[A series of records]
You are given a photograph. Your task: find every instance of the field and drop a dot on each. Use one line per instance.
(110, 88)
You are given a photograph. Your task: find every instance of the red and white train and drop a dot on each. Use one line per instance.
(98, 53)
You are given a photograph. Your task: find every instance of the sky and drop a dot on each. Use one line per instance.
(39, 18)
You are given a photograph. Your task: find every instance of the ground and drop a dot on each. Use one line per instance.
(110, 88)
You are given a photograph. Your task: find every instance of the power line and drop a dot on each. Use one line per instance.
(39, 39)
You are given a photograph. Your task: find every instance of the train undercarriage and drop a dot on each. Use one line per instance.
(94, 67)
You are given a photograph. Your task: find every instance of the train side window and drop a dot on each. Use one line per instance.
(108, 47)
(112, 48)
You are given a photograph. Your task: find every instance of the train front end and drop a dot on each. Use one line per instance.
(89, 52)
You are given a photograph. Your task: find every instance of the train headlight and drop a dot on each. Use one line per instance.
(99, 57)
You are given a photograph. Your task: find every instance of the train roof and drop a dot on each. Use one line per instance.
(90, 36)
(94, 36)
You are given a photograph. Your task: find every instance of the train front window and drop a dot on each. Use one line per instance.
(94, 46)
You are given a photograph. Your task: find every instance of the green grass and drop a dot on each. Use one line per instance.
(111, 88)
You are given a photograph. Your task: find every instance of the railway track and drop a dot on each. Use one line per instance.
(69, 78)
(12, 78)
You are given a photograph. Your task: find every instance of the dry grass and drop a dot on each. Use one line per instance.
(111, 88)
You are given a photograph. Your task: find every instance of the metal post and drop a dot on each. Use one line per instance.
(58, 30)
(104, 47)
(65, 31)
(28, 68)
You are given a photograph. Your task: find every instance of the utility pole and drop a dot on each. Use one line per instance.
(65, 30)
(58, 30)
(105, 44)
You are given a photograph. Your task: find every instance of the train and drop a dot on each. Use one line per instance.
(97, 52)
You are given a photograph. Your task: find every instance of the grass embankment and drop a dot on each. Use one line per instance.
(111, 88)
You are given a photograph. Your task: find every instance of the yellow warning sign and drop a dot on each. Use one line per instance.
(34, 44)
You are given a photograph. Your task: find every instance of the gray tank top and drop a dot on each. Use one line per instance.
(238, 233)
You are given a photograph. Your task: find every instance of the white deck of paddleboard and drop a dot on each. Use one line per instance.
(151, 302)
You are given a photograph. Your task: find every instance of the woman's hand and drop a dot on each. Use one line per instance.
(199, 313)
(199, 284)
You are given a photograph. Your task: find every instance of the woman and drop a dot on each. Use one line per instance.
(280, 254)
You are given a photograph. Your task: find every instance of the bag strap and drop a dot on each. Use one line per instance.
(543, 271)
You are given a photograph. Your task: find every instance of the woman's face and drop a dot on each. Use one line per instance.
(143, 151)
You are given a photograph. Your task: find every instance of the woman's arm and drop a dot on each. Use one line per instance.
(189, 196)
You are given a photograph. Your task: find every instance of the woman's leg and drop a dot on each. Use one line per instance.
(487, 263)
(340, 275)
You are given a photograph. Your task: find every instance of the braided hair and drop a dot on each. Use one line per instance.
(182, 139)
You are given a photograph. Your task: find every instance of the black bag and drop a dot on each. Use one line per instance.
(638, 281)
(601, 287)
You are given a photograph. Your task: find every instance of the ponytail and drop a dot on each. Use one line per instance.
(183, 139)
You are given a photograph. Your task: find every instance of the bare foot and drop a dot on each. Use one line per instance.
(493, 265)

[Task prompt]:
Reproduce all of the records above line for line, with no changes to any wording or numbers.

[Output below]:
You are given a photograph. Your task: find every instance of the field and drop a dot on each. Use one line per instance.
(110, 88)
You are given a photograph. Your task: find every instance of the red and white train and drop a dot on each. Use one line per instance.
(98, 53)
You are given a photograph. Your task: find every instance of the sky and drop a dot on each. Use one line per instance.
(39, 18)
You are given a photograph. Your task: find every instance of the ground and drop a dot on each. Use one line per instance.
(110, 88)
You are given a photograph. Your task: find every instance of the power line and drop a dot on each. Use one line per instance.
(39, 39)
You are given a photograph. Your task: find every instance of the train undercarriage and drop a dot on each. Use one line per instance.
(94, 67)
You are given a photograph. Your task: find every instance of the train side window and drop a dot on each. Use one line per instance.
(108, 47)
(112, 48)
You are given a photograph. Your task: find every instance of the train front end and drop a dot on each. Use one line per instance.
(89, 52)
You are given a photograph. Your task: find every instance of the train headlight and drop a dot on each. Use one line per instance.
(99, 57)
You are given a photograph. Your task: find every instance of the train roof and drop a dot on each. Use one line per instance.
(90, 36)
(94, 36)
You are given a photograph. Your task: find every instance of the train front window and drop a dot on each. Use one line per instance.
(94, 46)
You are given a photograph. Your task: find every instance of the green grass and drop a dot on each. Use one line per instance.
(111, 88)
You are given a photograph. Your task: find every instance of the railway track and drop a dot on each. Use one line per instance.
(69, 78)
(12, 78)
You are given a photograph. Your task: find every instance of the dry grass and drop a dot on each. Use one line per instance.
(111, 88)
You are given a photograph. Your task: find every instance of the metal post and drop a dot on each. Use one line per instance.
(58, 30)
(104, 47)
(65, 31)
(28, 68)
You are given a photograph. Your task: find every instance of the utility pole and drop a dot on each. Use one line per instance.
(65, 30)
(58, 30)
(105, 44)
You are given a photograph. Your task: find every instance of the train and drop a dot on each. Use one line per instance.
(97, 52)
You are given a photograph. Your task: find every instance of the grass embankment and drop a dot on each. Use one line per instance.
(111, 88)
You are given a photograph. Your task: find every instance of the yellow warning sign and drop a dot on each. Use one line per instance.
(34, 44)
You are given a photograph. Your task: find every instance of the gray tank top and drop a dot on each. Use one line per instance.
(238, 233)
You are given a photograph. Your task: find every instance of the white deck of paddleboard and drop a dot on each. Use one line per instance.
(151, 302)
You are given a photograph. Your task: find every instance of the woman's hand and drop a dot on each. Use one line per instance.
(199, 313)
(199, 284)
You are given a photograph. Your task: find every instance of the woman and drop a dot on each. Use one line per instance.
(280, 254)
You are given a photograph. Your task: find every instance of the bag strap and drop a dot on each. Use one line per instance.
(543, 271)
You are given a photograph. Your task: find every instance of the woman's face and drop a dot on each. Use one line per instance.
(143, 151)
You are given a photograph. Your task: find every instance of the woman's arm and drop a dot on each. Use one line per instance.
(189, 196)
You are given a photograph. Your task: find every instance of the woman's leg and drop a dot on each. Use one line per instance.
(487, 263)
(340, 275)
You are given a photograph. Your task: find every instance of the braided hair and drop a dot on each. Use one line per instance.
(182, 139)
You are given a photograph. Your task: find every instance of the black bag and drop a dot on each. Use one line per instance.
(638, 281)
(601, 287)
You are given a photograph. Your task: find every instance of the ponytail and drop a dot on each. Use one line per instance.
(183, 139)
You are given a photograph. Your task: find every instance of the bare foot and drop a dot on each. Use one line per instance.
(493, 265)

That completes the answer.